> [Coordinate annotation records]
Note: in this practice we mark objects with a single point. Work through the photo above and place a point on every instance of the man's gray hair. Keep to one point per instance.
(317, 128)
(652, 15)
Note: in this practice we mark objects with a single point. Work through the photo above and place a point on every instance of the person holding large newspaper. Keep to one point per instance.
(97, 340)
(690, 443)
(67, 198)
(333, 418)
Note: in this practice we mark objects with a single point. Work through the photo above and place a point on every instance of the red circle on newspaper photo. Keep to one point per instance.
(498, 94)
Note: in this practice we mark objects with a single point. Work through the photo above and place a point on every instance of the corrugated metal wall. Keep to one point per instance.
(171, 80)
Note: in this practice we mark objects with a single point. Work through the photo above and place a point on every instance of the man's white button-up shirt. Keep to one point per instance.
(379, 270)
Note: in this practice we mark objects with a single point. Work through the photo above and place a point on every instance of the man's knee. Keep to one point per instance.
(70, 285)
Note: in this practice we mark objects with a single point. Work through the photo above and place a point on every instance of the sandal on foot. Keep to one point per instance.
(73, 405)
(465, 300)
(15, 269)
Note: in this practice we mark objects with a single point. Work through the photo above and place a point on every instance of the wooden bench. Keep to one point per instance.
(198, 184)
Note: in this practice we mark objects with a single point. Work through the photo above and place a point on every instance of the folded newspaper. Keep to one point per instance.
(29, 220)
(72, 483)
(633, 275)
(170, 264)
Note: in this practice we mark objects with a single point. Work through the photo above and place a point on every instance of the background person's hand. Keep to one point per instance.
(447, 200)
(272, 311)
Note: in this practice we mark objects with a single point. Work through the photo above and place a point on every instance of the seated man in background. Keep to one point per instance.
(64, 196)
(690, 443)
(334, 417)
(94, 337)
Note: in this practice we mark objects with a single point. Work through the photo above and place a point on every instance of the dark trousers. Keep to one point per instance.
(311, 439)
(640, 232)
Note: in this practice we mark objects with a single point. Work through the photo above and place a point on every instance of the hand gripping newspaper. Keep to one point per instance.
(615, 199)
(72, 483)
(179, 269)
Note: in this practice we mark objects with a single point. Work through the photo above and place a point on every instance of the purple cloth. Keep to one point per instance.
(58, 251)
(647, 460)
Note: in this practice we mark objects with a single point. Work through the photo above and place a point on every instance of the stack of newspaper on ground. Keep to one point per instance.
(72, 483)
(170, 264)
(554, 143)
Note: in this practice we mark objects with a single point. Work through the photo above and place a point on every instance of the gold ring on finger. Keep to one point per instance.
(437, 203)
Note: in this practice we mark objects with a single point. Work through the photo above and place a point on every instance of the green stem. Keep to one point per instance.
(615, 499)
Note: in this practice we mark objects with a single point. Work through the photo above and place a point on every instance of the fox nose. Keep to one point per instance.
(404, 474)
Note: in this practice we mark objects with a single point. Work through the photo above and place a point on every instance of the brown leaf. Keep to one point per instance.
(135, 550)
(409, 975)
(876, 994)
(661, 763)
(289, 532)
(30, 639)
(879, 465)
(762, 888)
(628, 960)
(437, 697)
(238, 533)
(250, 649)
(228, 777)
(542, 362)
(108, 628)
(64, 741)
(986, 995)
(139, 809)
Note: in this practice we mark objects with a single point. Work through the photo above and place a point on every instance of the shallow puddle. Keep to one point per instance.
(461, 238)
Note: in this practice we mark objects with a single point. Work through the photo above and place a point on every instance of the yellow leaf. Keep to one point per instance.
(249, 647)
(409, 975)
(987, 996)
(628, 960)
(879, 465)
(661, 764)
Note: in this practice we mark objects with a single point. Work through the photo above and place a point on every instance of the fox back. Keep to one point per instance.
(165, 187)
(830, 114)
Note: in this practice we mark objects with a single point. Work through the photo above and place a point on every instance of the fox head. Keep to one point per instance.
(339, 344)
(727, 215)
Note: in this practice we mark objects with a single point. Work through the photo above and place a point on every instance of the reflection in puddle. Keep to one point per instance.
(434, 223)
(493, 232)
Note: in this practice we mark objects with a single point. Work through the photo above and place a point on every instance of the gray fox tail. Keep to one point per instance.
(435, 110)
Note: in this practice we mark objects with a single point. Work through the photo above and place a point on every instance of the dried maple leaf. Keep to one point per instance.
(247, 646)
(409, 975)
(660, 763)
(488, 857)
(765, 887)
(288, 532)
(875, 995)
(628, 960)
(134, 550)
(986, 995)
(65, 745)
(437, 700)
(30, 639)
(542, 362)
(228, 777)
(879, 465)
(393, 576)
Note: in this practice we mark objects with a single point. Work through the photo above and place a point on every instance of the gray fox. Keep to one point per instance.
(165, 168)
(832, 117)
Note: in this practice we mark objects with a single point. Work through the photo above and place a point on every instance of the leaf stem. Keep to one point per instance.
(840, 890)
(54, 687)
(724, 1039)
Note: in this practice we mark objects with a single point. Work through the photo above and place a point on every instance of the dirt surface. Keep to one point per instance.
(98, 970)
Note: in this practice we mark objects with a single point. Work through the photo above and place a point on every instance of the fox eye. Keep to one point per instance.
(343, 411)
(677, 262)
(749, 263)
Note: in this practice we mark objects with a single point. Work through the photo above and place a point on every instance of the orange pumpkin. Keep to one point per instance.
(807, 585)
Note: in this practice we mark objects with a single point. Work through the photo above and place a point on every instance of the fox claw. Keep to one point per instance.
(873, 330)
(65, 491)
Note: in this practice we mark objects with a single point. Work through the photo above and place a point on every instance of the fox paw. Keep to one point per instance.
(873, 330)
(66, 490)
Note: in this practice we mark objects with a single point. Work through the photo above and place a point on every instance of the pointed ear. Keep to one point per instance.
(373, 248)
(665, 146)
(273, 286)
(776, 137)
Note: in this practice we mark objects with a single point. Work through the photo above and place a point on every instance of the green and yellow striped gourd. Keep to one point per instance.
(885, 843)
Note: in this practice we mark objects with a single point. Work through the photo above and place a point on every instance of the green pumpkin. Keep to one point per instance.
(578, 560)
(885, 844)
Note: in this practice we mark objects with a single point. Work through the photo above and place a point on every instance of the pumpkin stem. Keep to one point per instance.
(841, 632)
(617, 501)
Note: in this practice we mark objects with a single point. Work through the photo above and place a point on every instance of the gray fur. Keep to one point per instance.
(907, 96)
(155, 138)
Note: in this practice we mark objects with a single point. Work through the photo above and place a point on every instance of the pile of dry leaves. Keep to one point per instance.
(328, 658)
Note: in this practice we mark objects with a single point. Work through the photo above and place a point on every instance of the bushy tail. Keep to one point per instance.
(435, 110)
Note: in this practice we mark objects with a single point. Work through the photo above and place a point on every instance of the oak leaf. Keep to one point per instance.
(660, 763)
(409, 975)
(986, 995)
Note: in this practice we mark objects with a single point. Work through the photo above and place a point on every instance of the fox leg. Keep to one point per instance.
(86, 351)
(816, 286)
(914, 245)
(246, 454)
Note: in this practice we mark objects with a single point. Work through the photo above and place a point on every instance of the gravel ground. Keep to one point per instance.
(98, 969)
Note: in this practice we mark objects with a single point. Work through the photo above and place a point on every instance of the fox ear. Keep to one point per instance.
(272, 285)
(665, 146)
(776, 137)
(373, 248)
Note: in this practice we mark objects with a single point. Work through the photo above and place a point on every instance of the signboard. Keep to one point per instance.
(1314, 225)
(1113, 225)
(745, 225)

> [To be done]
Recast the material above as a Markdown table with the columns Row and Line, numbering each non-blank line in order and omitting blank lines.

> [Expected output]
| Row | Line |
|---|---|
| 1 | Note: in this practice we mark objects with a single point. Work through the photo above and place a point on every instance of the man's gray hair. Keep to one point per instance. |
| 2 | (317, 128) |
| 3 | (652, 15) |
| 4 | Note: in this practice we mark objects with a single point. Work through the photo above and place a point on every instance of the person holding large newspaper. Keep to one point per instance. |
| 5 | (97, 340) |
| 6 | (690, 443) |
| 7 | (67, 198) |
| 8 | (333, 418) |
| 9 | Note: in this practice we mark objects with a single point. Work through the photo above and place a point on every instance of the red circle on newspaper photo. Keep to one point per instance. |
| 10 | (498, 94) |
| 11 | Note: in this practice we mark objects with a single point. Work through the photo above and place a point on every instance of the corrugated metal wall. Keep to one point per instance. |
| 12 | (171, 80) |
| 13 | Note: in this practice we mark objects with a single point. Work through the photo above and place a point on every instance of the man's white button-up shirt. Keep to one point per instance. |
| 14 | (379, 270) |
| 15 | Note: in this practice we mark objects with a single point. Work through the photo above and place a point on every instance of the man's knee. Keep to one point per instance. |
| 16 | (70, 285) |
| 17 | Note: in this practice we mark objects with a single point. Work through the photo above and place a point on every instance of the sandal on foot. Keep to one point per instance. |
| 18 | (73, 405) |
| 19 | (465, 300) |
| 20 | (15, 269) |
| 21 | Note: in this practice we mark objects with a single point. Work through the photo above and place a point on every instance of the wooden bench. Keep to one point per instance. |
| 22 | (198, 184) |
| 23 | Note: in this practice we mark objects with a single point. Work through the photo above and place a point on every instance of the folded newspaper. Keep to one point per instance. |
| 24 | (29, 220) |
| 25 | (72, 483) |
| 26 | (633, 275) |
| 27 | (170, 264) |
| 28 | Note: in this practice we mark objects with a single point. Work through the photo above and place a point on every instance of the background person's hand. Keep to one point per instance. |
| 29 | (447, 200) |
| 30 | (272, 311) |
| 31 | Note: in this practice we mark objects with a single point. Work through the photo above and place a point on every instance of the seated man in background. Keep to one point per instance. |
| 32 | (64, 196) |
| 33 | (690, 443) |
| 34 | (334, 417) |
| 35 | (94, 337) |
| 36 | Note: in this practice we mark objects with a single point. Work through the photo above and place a point on every instance of the dark trousers. Keep to one point per instance. |
| 37 | (311, 439) |
| 38 | (640, 232) |
| 39 | Note: in this practice we mark objects with a single point. Work through the photo above and place a point on every instance of the hand gripping newspaper. Keep to one point per instance. |
| 40 | (615, 199) |
| 41 | (72, 483) |
| 42 | (179, 269) |
| 43 | Note: in this practice we mark objects with a single point. Work through the photo above and place a point on every instance of the purple cloth. Keep to one point per instance. |
| 44 | (58, 251) |
| 45 | (647, 460) |
| 46 | Note: in this practice we mark objects with a single point. Work through the photo above and place a point on every instance of the stack of newspaper on ground. Keep to one point per instance. |
| 47 | (72, 483) |
| 48 | (170, 264) |
| 49 | (554, 143) |
| 50 | Note: in this practice we mark objects with a single point. Work through the photo above and place a point on every instance of the gold ring on finger. Keep to one point per instance. |
| 51 | (437, 203) |
| 52 | Note: in this practice we mark objects with a single point. Work through the photo above and place a point on every instance of the green stem. Keep to one point per instance. |
| 53 | (615, 499) |
| 54 | Note: in this practice we mark objects with a single point. Work through the photo above and place a point on every instance of the fox nose. Keep to one point per instance. |
| 55 | (404, 474) |
| 56 | Note: in this practice we mark objects with a single point. Work through the photo above and place a point on every instance of the brown leaf. Keep to one point per instance. |
| 57 | (135, 550) |
| 58 | (409, 975) |
| 59 | (876, 994) |
| 60 | (661, 763) |
| 61 | (289, 532) |
| 62 | (30, 639) |
| 63 | (879, 465) |
| 64 | (762, 888) |
| 65 | (628, 960) |
| 66 | (437, 697) |
| 67 | (238, 533) |
| 68 | (250, 649) |
| 69 | (228, 777) |
| 70 | (542, 362) |
| 71 | (108, 628) |
| 72 | (64, 741) |
| 73 | (986, 995) |
| 74 | (139, 809) |
| 75 | Note: in this practice we mark objects with a single point. Work through the photo above and place a point on every instance of the shallow puddle. Keep to one point per instance. |
| 76 | (461, 238) |
| 77 | Note: in this practice we mark objects with a single point. Work through the photo above and place a point on every instance of the yellow leaf. Keep to one point per instance. |
| 78 | (249, 647) |
| 79 | (409, 975) |
| 80 | (987, 996) |
| 81 | (628, 960) |
| 82 | (879, 465) |
| 83 | (661, 764) |
| 84 | Note: in this practice we mark objects with a single point. Work through the photo above and place a point on every instance of the fox back. Keep to one point per instance. |
| 85 | (165, 187) |
| 86 | (830, 114) |
| 87 | Note: in this practice we mark objects with a single point. Work through the photo above and place a point on every instance of the fox head. Keep to one point per instance. |
| 88 | (339, 344) |
| 89 | (727, 215) |
| 90 | Note: in this practice we mark objects with a single point. Work through the photo above and place a point on every instance of the reflection in puddle. Keep to one point per instance. |
| 91 | (434, 223) |
| 92 | (493, 232) |
| 93 | Note: in this practice we mark objects with a single point. Work through the photo above and place a point on every instance of the gray fox tail. Keep to one point per instance. |
| 94 | (435, 110) |
| 95 | Note: in this practice we mark objects with a single point. Work through the photo above and place a point on every instance of the dried maple leaf. Keep to one point per instance. |
| 96 | (247, 646) |
| 97 | (409, 975) |
| 98 | (660, 763) |
| 99 | (488, 857) |
| 100 | (765, 887) |
| 101 | (288, 532) |
| 102 | (875, 995) |
| 103 | (628, 960) |
| 104 | (134, 550) |
| 105 | (986, 995) |
| 106 | (65, 745) |
| 107 | (437, 700) |
| 108 | (30, 639) |
| 109 | (542, 362) |
| 110 | (228, 777) |
| 111 | (879, 465) |
| 112 | (393, 576) |
| 113 | Note: in this practice we mark objects with a single point. Work through the photo above and place a point on every instance of the gray fox. Keep to one point per instance. |
| 114 | (165, 168) |
| 115 | (832, 117) |
| 116 | Note: in this practice we mark objects with a single point. Work through the photo above and place a point on every instance of the leaf stem. Keep to one point per instance. |
| 117 | (840, 890) |
| 118 | (54, 687) |
| 119 | (724, 1039) |
| 120 | Note: in this practice we mark objects with a single point. Work through the photo above and place a point on every instance of the dirt surface. Keep to one point per instance. |
| 121 | (98, 970) |
| 122 | Note: in this practice we mark objects with a single point. Work through the photo above and place a point on every instance of the fox eye. Keep to one point per instance. |
| 123 | (343, 411) |
| 124 | (677, 262) |
| 125 | (749, 263) |
| 126 | Note: in this practice we mark objects with a single point. Work through the photo above and place a point on every instance of the orange pumpkin. Keep to one point per instance. |
| 127 | (807, 585) |
| 128 | Note: in this practice we mark objects with a single point. Work through the photo above and place a point on every instance of the fox claw. Keep to one point per instance. |
| 129 | (873, 330) |
| 130 | (65, 491) |
| 131 | Note: in this practice we mark objects with a single point. Work through the photo above and place a point on every instance of the fox paw. Keep to one point per instance. |
| 132 | (873, 330) |
| 133 | (66, 490) |
| 134 | Note: in this practice we mark objects with a single point. Work through the photo above and place a point on every instance of the pointed ear. Keep to one point per instance. |
| 135 | (373, 248) |
| 136 | (665, 146) |
| 137 | (273, 286) |
| 138 | (776, 137) |
| 139 | Note: in this practice we mark objects with a single point. Work through the photo above and place a point on every instance of the green and yellow striped gourd. Keep to one point per instance. |
| 140 | (885, 843) |
| 141 | Note: in this practice we mark objects with a single point. Work through the photo above and place a point on every instance of the green pumpkin. Keep to one point per instance. |
| 142 | (578, 560) |
| 143 | (885, 844) |
| 144 | Note: in this practice we mark objects with a single point. Work through the photo above and place a point on every instance of the pumpkin stem. Keep to one point per instance. |
| 145 | (841, 632) |
| 146 | (617, 501) |
| 147 | Note: in this practice we mark objects with a single point. Work through the photo above and place a point on every instance of the gray fur. Keep to one point per instance. |
| 148 | (907, 96) |
| 149 | (155, 138) |
| 150 | Note: in this practice we mark objects with a single point. Work through the photo above and place a point on every instance of the pile of dry leaves. Keep to one point per instance. |
| 151 | (328, 658) |
| 152 | Note: in this practice we mark objects with a single point. Work through the photo above and place a point on every instance of the bushy tail. Keep to one point per instance. |
| 153 | (435, 110) |
| 154 | Note: in this practice we mark objects with a single point. Work through the photo above and place a point on every instance of the oak leaf. Keep to one point per instance. |
| 155 | (660, 763) |
| 156 | (409, 975) |
| 157 | (986, 995) |
| 158 | Note: in this practice we mark objects with a single point. Work through the photo above and place a point on every instance of the fox leg. Keep to one point per instance. |
| 159 | (86, 351) |
| 160 | (816, 286) |
| 161 | (914, 245) |
| 162 | (246, 454) |
| 163 | Note: in this practice we mark objects with a single point. Work through the photo above and place a point on every instance of the gravel ground. Keep to one point per instance. |
| 164 | (98, 969) |
| 165 | Note: in this practice we mark objects with a single point. Work through the photo above and place a point on every instance of the fox ear. Keep to one point per instance. |
| 166 | (272, 285) |
| 167 | (665, 146) |
| 168 | (776, 137) |
| 169 | (373, 248) |
| 170 | Note: in this practice we mark objects with a single point. Work through the photo above and place a point on every instance of the signboard. Keep to one point per instance. |
| 171 | (1314, 225) |
| 172 | (1113, 225) |
| 173 | (745, 225) |